(Description of the task)
Exactly reproduce each record listed below.

(Dataset records)
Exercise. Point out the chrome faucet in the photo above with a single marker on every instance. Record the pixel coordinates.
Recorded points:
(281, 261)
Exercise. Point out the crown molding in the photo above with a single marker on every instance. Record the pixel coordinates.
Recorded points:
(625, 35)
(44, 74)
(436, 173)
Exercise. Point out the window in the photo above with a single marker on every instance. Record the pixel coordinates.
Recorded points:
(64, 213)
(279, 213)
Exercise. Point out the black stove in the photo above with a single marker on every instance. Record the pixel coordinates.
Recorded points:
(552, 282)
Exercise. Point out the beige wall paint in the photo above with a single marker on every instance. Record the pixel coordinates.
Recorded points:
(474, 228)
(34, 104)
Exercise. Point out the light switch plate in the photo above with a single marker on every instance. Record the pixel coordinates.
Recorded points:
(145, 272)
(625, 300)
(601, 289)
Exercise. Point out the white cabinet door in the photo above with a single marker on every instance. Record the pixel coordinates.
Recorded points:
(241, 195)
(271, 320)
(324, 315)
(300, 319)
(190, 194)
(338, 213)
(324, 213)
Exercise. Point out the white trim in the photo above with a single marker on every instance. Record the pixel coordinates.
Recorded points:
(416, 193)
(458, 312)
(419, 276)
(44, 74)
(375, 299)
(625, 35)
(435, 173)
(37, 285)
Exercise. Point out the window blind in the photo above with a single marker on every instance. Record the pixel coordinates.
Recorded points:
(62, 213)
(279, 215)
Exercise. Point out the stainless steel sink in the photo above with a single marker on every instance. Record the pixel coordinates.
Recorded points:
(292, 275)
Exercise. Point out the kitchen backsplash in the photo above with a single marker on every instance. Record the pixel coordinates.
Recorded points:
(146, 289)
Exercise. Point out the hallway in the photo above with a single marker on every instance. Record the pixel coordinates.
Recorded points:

(Response to this exercise)
Exercise. Point out the chrome faucet in the photo above with a single marker on every instance. Record the pixel coordinates.
Recorded points:
(281, 261)
Exercise. Point out the crown molding in the photo above with a single marker on every instance. Record the pixel coordinates.
Recorded points:
(625, 35)
(44, 74)
(436, 173)
Exercise. Point out the window in the photo above with a single marker on every instance. Record the pixel coordinates.
Recorded points:
(64, 213)
(279, 213)
Exercise. Point out the black stove in the photo above with a single marker on every instance. Record the pixel coordinates.
Recorded points:
(552, 282)
Exercise. Point out the beige wall paint in the photo above with a single marker on every instance. Record the pixel coordinates.
Recorded points:
(474, 228)
(34, 104)
Exercise. Point out the light switch plate in the photo above with a single marker on every instance. Record the pixel coordinates.
Recorded points:
(145, 272)
(625, 300)
(601, 289)
Exercise. Point out the white cabinet door in the photo above with a single marker on every instance. Record the pixel coordinates.
Recorded points:
(241, 195)
(271, 320)
(324, 315)
(300, 319)
(190, 194)
(338, 213)
(324, 213)
Exercise. Point out the white trim in the photo above with a single marker on every instance. Record the pixel coordinates.
Recorded points:
(416, 193)
(458, 312)
(419, 276)
(44, 74)
(375, 299)
(625, 35)
(435, 173)
(37, 285)
Exercise. Point out the window blind in the photo above with a single marker on every instance. Record the pixel coordinates.
Recorded points:
(62, 213)
(279, 215)
Exercise. Point out the stainless steel sink in the photo above with a single marker on every instance. Record the pixel coordinates.
Recorded points:
(292, 275)
Exercise. Point out the kitchen backsplash in the photo above with a single marker on every instance. Record the pixel coordinates.
Recorded points:
(146, 289)
Exercise. Point out the hallway in the photo above with a single marker on every instance. Record the pixel coordinates.
Recorded points:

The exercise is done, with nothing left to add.